- Assignment: Continue the blog post on implementing social policy, picking up after its final sentence.

- Given text:
-=-=-
#2: Policy needs to be better implemented
This is the second in a series of posts on ‘Ten reasons why we need a new approach to developing social policy’, originally published in 2012. The first post in the series can be found here. In the posts, we argue that social policy should be developed by and with the people who use and provide public and voluntary services. We’ll re-publish the whole series over the next week and a half, and we welcome your comments.
In the policy world we sometimes appear to forget that ‘policy’ doesn’t stop at writing a pamphlet or publishing a bill.
Whether policy ‘lives’ and fulfills the objectives set for it depends in part how easy it is to implement and operationalise, and whether a community of stakeholders who want it to succeed has been recruited to champion it. The best way for both of these to happen is to open-up policy research and development to a much broader range of participants.
On making policy easier to implement, the expertise and experience of those who work at the frontline in public and voluntary services – as well as those who use and rely on them – is largely neglected in current policy research and development. This expertise could help to design policy that stands a better chance of being implemented effectively.
This doesn’t just apply to those at the frontline of course, but to anyone at any level of ‘the system’ who is responsible for taking policy from pamphlet to pavement. Part of the reason for this neglect is that, for all the talk of performance improvement and ‘deliverology‘ over the past couple of decades (or ‘Mickey Mouse command and control’ if you’re John Seddon), there’s often still a gulf between those who develop policy and those who are responsible for making it real.
Few people in the policy world (by which I mean senior civil servants, special advisers, think tankers and the politicians drawn increasingly from this narrow ‘political class’) have much practical experience beyond ‘thinking’, and they especially tend to lack any ‘doing’ experience in the sense of managing the delivery of programmes and services at scale. The day-to-day demands of delivery might not be as glamorous as writing and publishing policy papers (on the policy wonk measure of desirability at least), but it’s equally if not more important to policy success.
-=-=-
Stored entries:
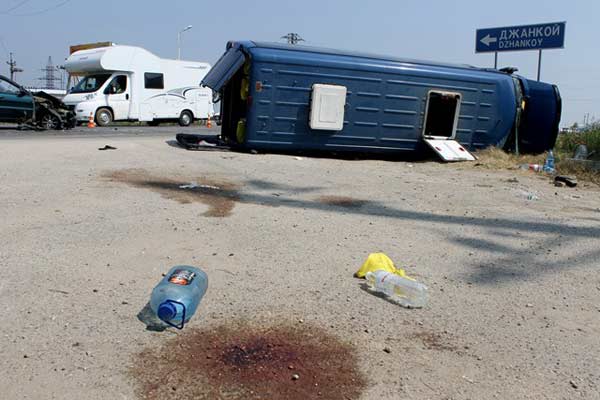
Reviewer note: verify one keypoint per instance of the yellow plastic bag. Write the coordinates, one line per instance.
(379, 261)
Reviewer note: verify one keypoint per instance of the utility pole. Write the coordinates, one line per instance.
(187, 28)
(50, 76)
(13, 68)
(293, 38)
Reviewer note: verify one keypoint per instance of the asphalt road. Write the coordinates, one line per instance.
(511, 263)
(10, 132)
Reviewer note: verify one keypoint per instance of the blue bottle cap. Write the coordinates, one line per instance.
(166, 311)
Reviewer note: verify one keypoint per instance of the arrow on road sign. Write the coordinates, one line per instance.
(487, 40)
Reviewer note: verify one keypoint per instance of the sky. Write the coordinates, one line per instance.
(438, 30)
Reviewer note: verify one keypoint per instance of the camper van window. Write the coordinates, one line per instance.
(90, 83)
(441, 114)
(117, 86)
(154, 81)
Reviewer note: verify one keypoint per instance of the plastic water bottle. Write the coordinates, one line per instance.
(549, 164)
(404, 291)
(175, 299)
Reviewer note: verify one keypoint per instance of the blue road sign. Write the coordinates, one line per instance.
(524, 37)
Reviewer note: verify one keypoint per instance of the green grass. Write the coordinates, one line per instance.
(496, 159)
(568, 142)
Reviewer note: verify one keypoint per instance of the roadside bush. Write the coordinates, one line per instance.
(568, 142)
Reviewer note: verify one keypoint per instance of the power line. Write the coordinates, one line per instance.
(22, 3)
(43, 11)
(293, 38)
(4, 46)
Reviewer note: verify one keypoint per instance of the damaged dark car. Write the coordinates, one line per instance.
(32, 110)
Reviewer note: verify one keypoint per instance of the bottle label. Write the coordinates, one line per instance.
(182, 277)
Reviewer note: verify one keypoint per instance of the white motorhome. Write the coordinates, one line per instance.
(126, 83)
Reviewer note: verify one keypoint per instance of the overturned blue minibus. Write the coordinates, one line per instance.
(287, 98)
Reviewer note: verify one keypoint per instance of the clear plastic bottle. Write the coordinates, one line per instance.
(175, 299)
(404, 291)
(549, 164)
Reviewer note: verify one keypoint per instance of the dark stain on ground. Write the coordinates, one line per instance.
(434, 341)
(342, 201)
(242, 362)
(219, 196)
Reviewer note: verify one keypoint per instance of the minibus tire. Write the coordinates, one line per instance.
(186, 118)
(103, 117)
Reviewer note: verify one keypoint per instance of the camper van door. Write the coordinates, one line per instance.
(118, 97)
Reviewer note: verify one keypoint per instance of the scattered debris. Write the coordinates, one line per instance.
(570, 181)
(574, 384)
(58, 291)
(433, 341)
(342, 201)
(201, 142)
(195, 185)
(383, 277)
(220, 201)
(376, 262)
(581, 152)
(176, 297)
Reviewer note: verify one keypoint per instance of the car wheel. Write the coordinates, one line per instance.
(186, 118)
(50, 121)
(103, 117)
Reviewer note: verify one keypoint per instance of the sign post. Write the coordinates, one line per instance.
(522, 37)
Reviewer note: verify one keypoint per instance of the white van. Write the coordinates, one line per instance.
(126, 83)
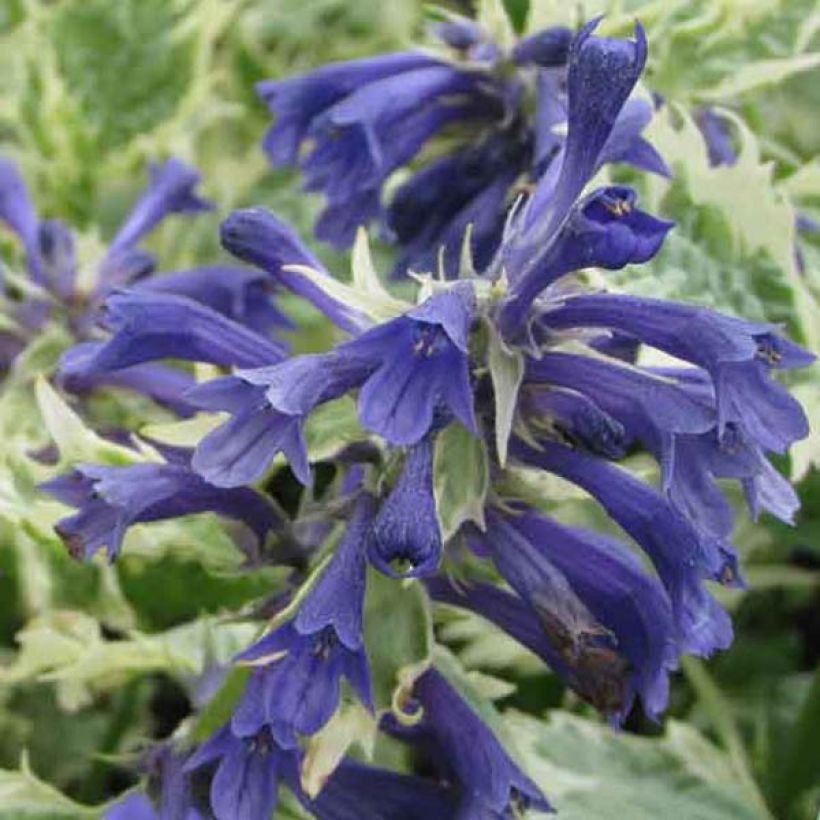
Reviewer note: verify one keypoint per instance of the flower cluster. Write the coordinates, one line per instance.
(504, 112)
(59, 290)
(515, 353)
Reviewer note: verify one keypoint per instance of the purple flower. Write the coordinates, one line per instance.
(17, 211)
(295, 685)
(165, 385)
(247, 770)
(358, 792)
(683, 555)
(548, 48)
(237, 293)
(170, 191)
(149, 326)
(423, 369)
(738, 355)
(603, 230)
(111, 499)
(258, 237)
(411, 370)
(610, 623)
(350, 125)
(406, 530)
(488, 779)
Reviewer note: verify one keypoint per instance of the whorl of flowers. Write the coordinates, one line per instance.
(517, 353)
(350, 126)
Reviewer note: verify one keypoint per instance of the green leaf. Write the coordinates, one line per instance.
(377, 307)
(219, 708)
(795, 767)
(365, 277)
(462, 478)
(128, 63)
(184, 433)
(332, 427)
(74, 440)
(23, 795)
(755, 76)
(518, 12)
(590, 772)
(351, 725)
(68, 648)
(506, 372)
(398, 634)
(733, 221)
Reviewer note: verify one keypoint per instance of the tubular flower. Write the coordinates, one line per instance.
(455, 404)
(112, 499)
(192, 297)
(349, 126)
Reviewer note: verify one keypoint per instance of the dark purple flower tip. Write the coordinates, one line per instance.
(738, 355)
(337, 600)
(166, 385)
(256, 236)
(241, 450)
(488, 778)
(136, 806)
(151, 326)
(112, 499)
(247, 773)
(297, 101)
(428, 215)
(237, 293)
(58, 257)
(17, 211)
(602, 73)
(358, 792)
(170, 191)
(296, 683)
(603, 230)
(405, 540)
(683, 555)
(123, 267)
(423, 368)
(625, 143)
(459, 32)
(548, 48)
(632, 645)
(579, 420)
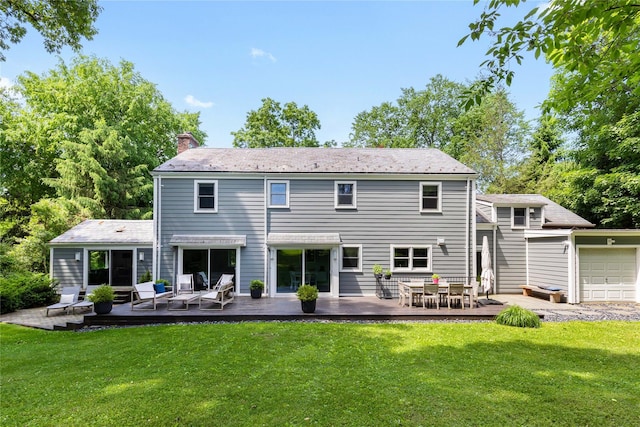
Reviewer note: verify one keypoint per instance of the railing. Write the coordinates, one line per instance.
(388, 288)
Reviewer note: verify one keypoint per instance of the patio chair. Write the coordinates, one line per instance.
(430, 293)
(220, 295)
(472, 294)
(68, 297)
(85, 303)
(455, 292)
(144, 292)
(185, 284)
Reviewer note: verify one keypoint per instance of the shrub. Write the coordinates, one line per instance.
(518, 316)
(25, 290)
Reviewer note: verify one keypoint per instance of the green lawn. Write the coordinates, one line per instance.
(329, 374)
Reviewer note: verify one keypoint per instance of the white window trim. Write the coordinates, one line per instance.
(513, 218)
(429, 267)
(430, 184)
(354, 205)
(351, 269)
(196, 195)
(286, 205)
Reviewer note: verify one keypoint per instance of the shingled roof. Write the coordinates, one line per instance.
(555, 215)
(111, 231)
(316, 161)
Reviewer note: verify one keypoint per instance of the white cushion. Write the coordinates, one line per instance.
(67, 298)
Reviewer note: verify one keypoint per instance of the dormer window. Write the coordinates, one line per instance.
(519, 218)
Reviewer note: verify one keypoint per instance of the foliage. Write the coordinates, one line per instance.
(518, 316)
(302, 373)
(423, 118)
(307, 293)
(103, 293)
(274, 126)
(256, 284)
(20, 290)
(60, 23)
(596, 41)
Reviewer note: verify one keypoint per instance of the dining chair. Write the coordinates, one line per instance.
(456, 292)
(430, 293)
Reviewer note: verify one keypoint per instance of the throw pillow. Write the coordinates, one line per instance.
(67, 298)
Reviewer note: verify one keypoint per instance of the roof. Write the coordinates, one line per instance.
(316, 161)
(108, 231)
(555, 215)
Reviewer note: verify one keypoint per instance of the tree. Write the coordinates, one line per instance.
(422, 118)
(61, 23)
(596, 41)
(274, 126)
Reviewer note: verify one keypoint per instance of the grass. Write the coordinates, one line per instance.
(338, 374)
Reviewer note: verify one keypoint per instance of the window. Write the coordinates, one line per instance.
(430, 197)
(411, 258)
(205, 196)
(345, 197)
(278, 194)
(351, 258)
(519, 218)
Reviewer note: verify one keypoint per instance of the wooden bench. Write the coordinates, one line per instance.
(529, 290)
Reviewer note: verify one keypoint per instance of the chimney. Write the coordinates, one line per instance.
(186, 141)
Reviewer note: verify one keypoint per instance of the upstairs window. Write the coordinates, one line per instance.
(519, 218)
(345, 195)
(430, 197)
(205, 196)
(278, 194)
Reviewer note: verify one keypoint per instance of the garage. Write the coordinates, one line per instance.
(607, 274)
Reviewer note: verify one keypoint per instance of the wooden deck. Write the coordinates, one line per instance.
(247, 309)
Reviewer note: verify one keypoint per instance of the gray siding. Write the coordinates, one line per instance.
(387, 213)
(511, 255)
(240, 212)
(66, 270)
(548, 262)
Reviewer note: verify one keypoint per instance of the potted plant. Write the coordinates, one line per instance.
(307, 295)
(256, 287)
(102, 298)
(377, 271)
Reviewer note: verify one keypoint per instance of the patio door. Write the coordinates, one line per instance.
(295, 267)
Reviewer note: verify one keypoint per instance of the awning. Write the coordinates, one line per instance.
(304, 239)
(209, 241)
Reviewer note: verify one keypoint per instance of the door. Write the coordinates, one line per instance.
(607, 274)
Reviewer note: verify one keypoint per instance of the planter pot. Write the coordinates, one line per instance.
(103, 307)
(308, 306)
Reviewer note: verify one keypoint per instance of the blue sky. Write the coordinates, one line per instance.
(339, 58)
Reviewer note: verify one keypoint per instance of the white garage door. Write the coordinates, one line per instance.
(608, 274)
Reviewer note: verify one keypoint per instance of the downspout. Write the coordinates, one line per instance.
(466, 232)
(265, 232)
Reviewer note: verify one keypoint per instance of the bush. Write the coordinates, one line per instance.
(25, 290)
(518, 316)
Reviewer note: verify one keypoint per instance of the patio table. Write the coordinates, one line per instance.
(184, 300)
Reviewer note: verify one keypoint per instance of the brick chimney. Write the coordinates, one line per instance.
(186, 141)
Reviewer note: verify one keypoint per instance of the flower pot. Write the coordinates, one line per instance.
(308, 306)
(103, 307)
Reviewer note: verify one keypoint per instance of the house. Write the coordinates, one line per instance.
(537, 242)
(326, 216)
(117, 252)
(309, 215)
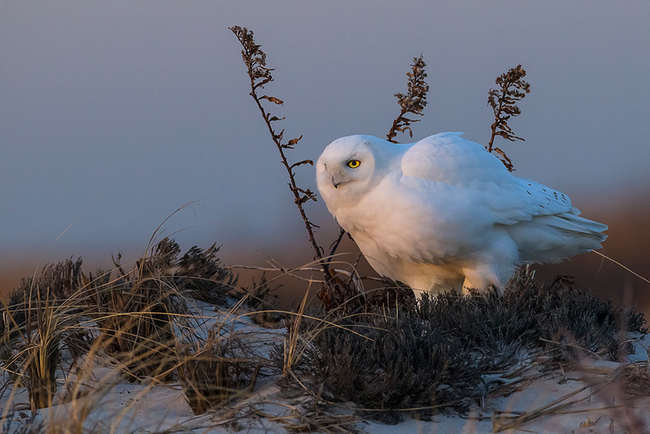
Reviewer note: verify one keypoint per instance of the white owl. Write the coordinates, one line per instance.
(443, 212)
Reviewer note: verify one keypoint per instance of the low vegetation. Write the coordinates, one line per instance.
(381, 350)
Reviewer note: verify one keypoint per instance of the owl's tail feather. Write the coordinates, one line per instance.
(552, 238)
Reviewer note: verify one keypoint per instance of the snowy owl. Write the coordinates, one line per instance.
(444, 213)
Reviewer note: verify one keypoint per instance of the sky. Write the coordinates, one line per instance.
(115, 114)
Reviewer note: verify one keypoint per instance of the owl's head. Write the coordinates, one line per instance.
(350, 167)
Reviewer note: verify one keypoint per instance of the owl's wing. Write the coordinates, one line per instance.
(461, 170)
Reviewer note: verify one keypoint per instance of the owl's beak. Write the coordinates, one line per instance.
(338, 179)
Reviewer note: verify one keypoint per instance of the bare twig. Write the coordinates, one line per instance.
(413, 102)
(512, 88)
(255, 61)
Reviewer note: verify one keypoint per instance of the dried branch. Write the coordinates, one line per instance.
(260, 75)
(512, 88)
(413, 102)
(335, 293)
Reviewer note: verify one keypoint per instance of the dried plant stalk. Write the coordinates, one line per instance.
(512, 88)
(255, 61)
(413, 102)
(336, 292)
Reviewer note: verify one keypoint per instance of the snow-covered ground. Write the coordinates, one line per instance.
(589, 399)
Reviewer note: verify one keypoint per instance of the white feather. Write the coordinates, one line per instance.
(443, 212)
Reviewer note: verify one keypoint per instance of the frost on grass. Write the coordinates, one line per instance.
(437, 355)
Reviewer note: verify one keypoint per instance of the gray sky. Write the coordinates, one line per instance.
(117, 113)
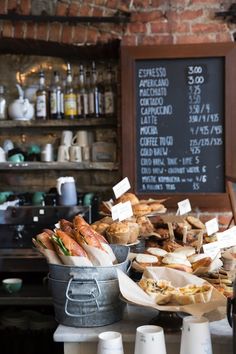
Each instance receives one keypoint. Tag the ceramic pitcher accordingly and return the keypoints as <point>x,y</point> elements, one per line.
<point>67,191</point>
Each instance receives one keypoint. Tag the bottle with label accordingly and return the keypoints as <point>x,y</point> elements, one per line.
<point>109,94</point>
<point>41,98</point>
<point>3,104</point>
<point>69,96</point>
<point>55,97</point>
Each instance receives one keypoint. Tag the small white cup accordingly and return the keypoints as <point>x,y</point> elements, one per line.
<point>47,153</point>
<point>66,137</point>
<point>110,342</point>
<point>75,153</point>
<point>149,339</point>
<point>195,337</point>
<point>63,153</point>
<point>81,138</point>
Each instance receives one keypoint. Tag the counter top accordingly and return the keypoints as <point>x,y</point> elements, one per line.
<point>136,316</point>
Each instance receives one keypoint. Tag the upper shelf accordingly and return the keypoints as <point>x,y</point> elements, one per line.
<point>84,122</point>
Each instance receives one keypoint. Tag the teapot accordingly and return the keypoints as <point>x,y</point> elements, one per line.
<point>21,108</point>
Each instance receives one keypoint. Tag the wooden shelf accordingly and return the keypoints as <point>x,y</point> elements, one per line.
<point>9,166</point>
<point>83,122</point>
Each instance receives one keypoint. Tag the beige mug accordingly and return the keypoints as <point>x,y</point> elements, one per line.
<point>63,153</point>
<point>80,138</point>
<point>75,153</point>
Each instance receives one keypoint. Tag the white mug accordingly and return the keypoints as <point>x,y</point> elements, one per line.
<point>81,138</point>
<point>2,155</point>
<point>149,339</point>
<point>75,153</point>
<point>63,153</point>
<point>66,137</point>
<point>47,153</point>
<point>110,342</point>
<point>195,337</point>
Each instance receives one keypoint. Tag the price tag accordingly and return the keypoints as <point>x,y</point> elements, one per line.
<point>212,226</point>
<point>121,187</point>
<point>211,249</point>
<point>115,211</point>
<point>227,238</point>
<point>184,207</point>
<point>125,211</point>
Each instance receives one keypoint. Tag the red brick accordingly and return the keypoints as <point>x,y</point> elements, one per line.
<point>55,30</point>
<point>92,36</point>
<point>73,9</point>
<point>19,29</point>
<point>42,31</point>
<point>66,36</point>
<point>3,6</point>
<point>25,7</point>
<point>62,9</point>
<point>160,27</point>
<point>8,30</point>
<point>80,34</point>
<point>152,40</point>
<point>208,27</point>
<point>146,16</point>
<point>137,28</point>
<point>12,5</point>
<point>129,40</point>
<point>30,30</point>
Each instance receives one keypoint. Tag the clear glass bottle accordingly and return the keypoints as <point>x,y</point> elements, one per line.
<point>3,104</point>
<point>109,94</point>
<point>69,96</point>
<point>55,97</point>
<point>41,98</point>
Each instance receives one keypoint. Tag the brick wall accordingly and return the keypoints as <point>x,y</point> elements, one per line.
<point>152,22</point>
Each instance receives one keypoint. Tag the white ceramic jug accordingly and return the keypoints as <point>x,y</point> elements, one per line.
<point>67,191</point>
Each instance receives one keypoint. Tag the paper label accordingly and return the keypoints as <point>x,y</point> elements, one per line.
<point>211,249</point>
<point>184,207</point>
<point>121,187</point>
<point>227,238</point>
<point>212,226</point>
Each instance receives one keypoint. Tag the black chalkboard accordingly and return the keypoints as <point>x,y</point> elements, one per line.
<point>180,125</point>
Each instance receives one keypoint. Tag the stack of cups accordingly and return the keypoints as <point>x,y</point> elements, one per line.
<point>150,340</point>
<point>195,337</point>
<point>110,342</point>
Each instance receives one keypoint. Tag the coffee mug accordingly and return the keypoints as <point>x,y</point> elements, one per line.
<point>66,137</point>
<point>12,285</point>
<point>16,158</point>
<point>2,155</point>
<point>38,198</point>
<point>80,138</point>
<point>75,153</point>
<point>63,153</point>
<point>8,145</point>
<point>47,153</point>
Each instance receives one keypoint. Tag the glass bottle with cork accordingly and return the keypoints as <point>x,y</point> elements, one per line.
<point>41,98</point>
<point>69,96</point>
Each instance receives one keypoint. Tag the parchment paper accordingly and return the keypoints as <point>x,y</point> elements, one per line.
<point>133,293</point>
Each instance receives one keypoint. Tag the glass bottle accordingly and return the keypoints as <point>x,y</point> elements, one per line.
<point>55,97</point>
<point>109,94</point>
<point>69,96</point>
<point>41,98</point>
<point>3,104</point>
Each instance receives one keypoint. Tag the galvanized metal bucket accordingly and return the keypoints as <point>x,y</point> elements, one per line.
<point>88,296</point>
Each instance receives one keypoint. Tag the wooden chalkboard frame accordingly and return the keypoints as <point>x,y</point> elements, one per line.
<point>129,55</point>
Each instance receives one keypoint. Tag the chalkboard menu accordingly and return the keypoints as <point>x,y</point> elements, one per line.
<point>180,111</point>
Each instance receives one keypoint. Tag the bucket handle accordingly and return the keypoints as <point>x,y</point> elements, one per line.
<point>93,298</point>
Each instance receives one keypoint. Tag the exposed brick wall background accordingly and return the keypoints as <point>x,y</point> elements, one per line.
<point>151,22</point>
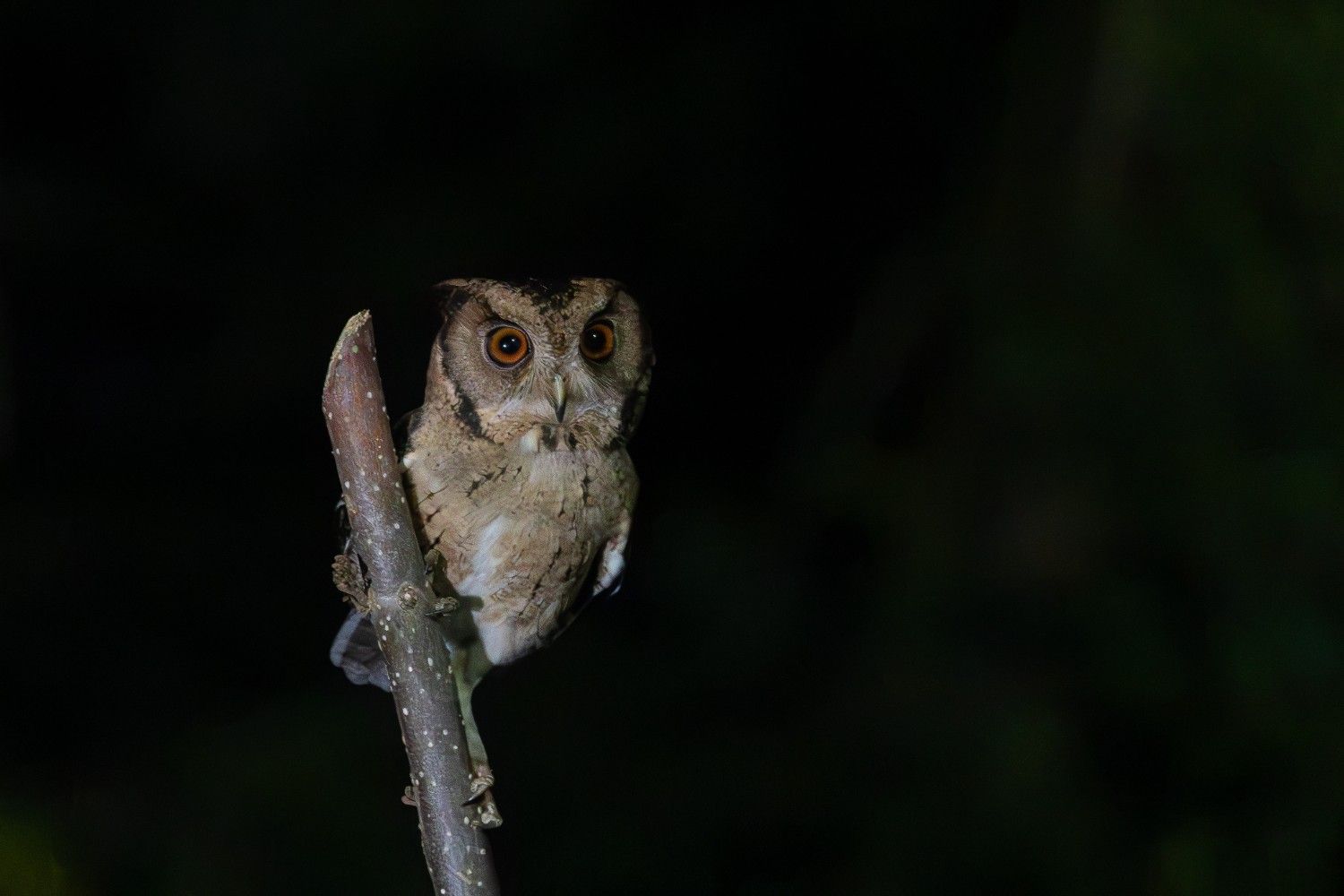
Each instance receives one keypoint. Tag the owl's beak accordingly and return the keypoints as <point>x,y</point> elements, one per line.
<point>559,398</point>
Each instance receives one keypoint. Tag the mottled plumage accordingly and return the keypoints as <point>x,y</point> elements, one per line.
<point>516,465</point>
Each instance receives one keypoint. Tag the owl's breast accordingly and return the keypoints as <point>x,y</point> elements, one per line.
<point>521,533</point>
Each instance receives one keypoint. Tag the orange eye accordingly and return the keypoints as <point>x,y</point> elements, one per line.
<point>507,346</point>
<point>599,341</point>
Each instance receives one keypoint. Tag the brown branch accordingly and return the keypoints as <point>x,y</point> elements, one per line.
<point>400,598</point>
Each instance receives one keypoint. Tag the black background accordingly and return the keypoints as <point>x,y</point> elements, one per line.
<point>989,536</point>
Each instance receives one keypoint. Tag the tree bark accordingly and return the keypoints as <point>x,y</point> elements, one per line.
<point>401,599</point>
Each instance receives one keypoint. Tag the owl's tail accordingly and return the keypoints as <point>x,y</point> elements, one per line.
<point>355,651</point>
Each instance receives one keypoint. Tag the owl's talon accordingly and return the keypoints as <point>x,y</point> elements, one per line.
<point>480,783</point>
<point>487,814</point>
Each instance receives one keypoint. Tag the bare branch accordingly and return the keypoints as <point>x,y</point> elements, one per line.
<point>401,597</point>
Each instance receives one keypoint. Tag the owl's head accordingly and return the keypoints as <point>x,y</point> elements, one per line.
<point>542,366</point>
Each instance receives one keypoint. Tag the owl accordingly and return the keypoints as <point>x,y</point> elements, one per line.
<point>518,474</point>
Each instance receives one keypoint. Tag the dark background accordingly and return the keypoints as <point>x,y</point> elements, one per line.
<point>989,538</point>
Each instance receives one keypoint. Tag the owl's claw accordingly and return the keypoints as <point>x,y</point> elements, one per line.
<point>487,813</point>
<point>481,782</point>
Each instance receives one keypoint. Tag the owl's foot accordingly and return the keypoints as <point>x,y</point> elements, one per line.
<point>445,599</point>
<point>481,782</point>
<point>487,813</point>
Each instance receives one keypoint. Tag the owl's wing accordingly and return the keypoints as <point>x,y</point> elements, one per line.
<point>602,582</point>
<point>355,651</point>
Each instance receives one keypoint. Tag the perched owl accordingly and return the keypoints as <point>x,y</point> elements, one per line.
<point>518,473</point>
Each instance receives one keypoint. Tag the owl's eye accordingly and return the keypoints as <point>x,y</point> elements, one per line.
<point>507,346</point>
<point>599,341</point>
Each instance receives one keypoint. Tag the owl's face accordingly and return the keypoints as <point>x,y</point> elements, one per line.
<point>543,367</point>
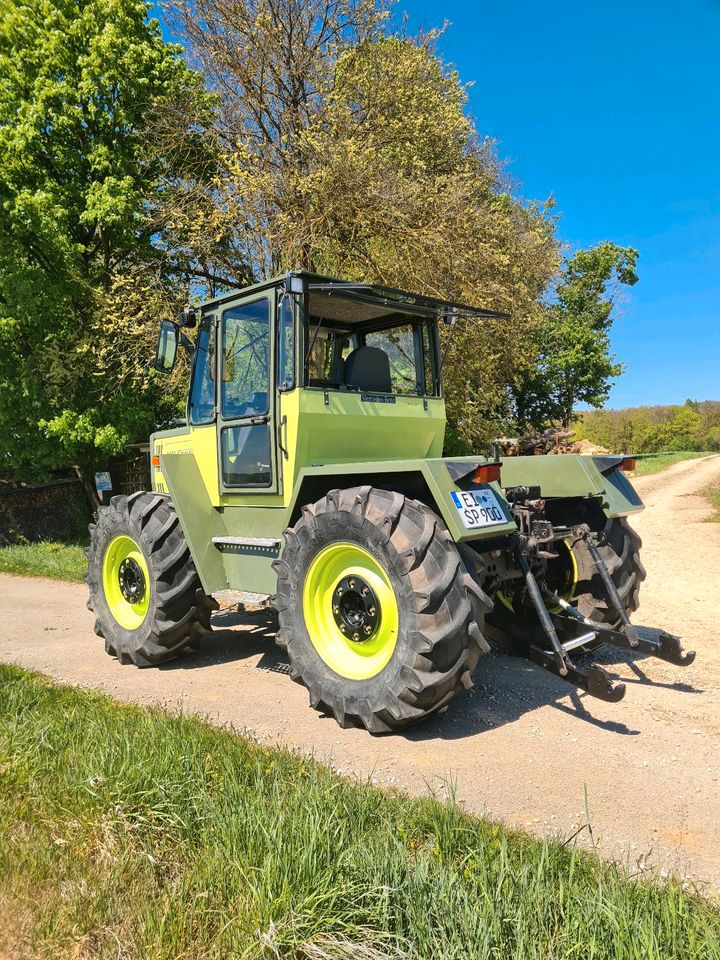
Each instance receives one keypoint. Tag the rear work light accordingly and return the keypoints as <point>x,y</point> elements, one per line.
-=-=-
- Output for this task:
Despite this, delivery remains largely a mystery to most people in policy – something that ‘someone else does’. A civil servant who contacted us described the problem in the following way: while there is at least some public visibility when it comes to policy development (with consultations and so on), there is little transparency and political ownership of the implementation phase. The result, they suggest, is that when promised outcomes or savings are not achieved, it is the policy rather than the implementation that gets the blame. This sets off another hunt for ‘new ideas’ – what David Walker calls a restless ‘neophilia‘ – rather than the collective learning which might focus on how implementation, delivery and administration could be improved.
The most obvious way to capture this kind of learning would be to open-up policy research and development to more ‘doers’ – those nearer to and at the frontline. After all, implementation is necessarily a shared endeavour; it’s not about a single organisation winning the contest of ideas (or ‘think tank of the year’). Collective development of policy could also help to reduce the amount of policy that currently gets ‘lost in translation’ between the centre and local implementation.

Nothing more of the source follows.